PROVIDED PASSAGE:
○ ○ ○

There is a sizable corpus of poetry in Middle Welsh. Some early poetry from a time preceding the Middle Welsh period is nevertheless preserved mostly in the linguistic form of that era: that includes Y Gododdin and the poems of Taliesin. From the Middle Welsh period itself, there are the works of the court poets (Gogynfeirdd) of 1100-1350, chiefly praise poems and commemorative poems, as well as a considerable number of religious ones. In the 14th century, a new style using primarily the cywydd metre developed, with its most notable representative being Dafydd ap Gwilym. The language of that period is sometimes described as early Modern Welsh, but poets writing until the early 15th century still used Middle Welsh forms and constructions.

Middle Welsh is reasonably intelligible, albeit with some work, to a modern-day Welsh speaker.

Phonology

The phonology of Middle Welsh is quite similar to that of modern Welsh, with only a few differences. The letter u, which today represents /ɨ/ in North Western Welsh dialects and /i/ in South Welsh and North East Welsh dialects, represented the close central rounded vowel /ʉ/ in Middle Welsh. The diphthong aw is found in unstressed final syllables in Middle Welsh, while in Modern Welsh it has become o (e.g. Middle Welsh marchawc = Modern Welsh marchog "horseman"). Similarly, the Middle Welsh diphthongs ei and eu have become ai and au in final syllables, e. g. Middle Welsh seith = modern saith "seven", Middle Welsh heul = modern haul "sun".

○ ○ ○

DATASET:
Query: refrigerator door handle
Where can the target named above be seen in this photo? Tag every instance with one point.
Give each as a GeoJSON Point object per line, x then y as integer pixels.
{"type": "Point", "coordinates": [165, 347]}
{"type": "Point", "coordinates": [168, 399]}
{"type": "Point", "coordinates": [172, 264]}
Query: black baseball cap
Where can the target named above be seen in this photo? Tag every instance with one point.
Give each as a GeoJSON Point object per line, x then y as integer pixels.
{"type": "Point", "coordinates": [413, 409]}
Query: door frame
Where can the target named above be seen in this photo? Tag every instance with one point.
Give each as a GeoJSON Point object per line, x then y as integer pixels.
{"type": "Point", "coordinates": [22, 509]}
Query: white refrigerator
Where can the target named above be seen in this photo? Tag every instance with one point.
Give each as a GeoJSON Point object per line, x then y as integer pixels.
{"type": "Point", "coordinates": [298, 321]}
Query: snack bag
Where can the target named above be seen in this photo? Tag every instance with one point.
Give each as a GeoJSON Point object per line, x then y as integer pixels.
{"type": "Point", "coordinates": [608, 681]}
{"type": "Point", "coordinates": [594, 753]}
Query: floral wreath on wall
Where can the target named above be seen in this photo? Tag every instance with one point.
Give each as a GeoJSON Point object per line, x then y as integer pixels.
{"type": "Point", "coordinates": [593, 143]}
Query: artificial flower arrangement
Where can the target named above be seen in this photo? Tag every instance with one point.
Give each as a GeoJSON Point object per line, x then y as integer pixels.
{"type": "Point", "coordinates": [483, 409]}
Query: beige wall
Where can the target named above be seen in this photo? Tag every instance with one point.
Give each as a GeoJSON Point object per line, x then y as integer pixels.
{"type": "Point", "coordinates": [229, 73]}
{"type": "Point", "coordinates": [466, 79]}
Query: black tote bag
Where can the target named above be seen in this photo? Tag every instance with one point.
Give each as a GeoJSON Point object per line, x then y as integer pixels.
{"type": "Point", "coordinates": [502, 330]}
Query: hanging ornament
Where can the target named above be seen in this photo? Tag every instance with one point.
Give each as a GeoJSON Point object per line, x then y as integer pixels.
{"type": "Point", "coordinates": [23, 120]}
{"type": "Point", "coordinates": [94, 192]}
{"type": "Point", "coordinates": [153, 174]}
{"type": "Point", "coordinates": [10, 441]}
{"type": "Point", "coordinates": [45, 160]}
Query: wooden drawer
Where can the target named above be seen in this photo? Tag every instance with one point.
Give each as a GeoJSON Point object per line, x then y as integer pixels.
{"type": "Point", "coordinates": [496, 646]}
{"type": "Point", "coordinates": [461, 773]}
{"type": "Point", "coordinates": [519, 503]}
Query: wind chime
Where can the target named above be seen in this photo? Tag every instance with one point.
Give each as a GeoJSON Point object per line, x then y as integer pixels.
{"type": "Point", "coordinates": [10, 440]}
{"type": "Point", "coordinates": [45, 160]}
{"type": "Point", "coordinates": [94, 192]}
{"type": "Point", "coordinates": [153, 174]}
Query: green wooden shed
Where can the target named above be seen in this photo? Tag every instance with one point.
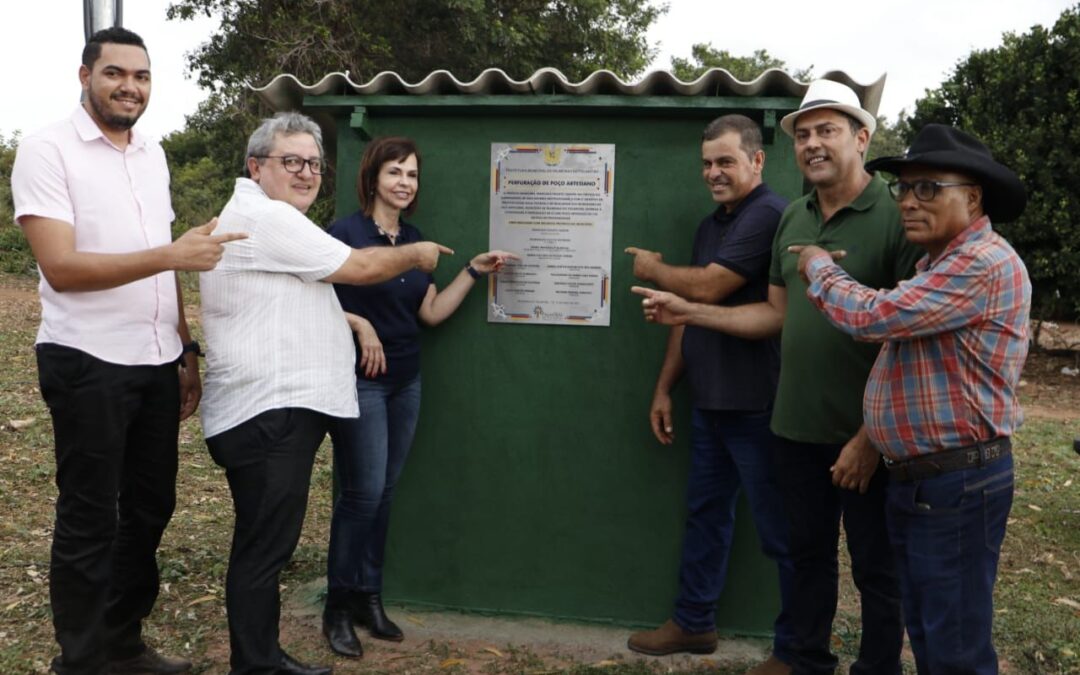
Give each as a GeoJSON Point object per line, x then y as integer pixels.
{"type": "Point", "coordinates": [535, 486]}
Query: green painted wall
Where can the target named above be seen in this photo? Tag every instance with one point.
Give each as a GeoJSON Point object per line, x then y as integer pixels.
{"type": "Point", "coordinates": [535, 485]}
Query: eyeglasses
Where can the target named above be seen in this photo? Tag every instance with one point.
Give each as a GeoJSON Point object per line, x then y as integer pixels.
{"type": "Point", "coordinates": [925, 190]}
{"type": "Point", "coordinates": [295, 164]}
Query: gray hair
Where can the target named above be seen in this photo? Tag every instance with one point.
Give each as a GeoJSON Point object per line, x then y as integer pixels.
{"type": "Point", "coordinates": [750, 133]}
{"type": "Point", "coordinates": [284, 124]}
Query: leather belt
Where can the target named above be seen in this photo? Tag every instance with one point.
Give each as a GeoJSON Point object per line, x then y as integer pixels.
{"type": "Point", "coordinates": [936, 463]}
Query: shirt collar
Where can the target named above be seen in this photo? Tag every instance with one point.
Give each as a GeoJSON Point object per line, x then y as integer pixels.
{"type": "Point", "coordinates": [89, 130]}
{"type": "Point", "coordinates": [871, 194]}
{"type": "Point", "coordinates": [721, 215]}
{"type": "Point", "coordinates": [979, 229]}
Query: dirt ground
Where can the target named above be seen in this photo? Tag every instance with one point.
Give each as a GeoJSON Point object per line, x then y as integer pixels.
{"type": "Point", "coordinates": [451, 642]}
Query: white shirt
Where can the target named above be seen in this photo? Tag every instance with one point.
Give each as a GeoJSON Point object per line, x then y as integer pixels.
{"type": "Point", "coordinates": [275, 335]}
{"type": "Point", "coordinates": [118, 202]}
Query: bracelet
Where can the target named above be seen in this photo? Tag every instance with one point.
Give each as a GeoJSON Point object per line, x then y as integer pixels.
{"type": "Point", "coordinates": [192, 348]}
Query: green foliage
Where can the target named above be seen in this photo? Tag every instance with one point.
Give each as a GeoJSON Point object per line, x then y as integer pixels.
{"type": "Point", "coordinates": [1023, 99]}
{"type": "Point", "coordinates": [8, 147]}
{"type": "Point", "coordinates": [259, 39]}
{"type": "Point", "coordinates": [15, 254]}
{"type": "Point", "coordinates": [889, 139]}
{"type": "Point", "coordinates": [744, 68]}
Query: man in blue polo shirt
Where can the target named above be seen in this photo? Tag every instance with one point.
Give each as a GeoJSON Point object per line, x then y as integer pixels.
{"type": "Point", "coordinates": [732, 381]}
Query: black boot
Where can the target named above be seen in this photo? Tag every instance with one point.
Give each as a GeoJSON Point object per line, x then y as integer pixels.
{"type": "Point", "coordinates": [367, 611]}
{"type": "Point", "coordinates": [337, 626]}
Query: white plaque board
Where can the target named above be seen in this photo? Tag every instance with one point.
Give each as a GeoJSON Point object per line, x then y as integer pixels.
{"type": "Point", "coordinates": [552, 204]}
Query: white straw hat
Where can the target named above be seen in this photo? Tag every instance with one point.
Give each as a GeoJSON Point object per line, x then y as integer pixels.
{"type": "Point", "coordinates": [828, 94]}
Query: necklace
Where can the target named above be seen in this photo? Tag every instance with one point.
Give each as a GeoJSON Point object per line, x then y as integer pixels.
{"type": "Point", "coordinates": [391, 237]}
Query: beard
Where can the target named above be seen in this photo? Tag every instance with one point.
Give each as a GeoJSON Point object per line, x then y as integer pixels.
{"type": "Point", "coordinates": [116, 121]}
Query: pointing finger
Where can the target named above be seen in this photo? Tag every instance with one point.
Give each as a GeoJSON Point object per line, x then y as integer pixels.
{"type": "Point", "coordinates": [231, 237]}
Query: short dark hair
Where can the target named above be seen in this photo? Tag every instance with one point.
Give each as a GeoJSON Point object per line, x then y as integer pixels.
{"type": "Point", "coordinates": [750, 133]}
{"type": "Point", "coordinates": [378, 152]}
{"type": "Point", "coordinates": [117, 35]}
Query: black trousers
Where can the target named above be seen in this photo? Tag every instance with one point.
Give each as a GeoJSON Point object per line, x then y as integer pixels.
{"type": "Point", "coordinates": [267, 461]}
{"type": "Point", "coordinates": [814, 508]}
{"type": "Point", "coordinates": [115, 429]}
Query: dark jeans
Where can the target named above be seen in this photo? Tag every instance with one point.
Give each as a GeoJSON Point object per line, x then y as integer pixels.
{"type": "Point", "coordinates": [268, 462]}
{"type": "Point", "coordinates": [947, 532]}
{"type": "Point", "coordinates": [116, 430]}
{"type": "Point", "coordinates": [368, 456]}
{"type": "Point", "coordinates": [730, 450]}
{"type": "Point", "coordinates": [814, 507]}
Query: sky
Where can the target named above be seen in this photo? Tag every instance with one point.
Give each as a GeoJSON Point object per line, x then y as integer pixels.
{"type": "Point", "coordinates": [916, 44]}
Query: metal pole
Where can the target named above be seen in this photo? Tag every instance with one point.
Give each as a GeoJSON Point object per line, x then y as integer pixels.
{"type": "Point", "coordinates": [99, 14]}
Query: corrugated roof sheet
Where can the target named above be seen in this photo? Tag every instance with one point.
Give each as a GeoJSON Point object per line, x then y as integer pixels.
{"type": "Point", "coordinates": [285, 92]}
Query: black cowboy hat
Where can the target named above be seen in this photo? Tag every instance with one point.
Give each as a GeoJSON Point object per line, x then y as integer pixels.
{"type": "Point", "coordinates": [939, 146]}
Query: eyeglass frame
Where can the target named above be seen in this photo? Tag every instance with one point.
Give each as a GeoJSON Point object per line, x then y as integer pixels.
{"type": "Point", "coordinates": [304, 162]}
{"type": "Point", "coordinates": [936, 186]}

○ ○ ○

WHAT TO DO:
[1] Select every line of the entries that contains the string "dark", and copy each one. Matching is case-sensitive.
[2] Pick up the passage on Middle Welsh right after its last sentence and keep writing.

ANSWERS TO THE EXERCISE:
[1]
Query: short dark hair
Query: dark jeans

[2]
The vowels are as follows:

Vowel length is predictable: vowels are long in monosyllables unless followed by a geminate or one of the consonants /p/, /t/, /k/, /m/, /ŋ/. The vowels could combine into the following falling diphthongs:

1. ending in /w/: /aw/, /ew/, /iw/, /ɨw/ ~ /əw/

2. ending in /ɨ/: /aɨ/, /oɨ/, /uɨ/

3. others: /ej/, /eʉ/ (and possibly /æj/, /æʉ/)

The diphthongs /æj/ and /æʉ/, whose first component gradually changed into /a/, were originally allophones of /ej/ and /eʉ/, respectively, and no distinction between the two was expressed in Middle Welsh spelling, so their presence during most of Middle Welsh is not immediately observable. However, the fact that the modern pronunciations beginning with an /a/ occur in all word-final syllables, regardless of stress, makes it plausible that their distinctness from /ej/ and /eʉ/ was a legacy from the time before the stress shifted from final to penultimate syllables in Old Welsh. The full opening to /aj/ and /aʉ/ may have been completed at some point in later Middle Welsh, possibly the thirteenth to fourteenth centuries.

The consonants are as follows:

Consonants may be geminate. /ʃ/ is mostly found in loanwords such as siacet 'jacket'.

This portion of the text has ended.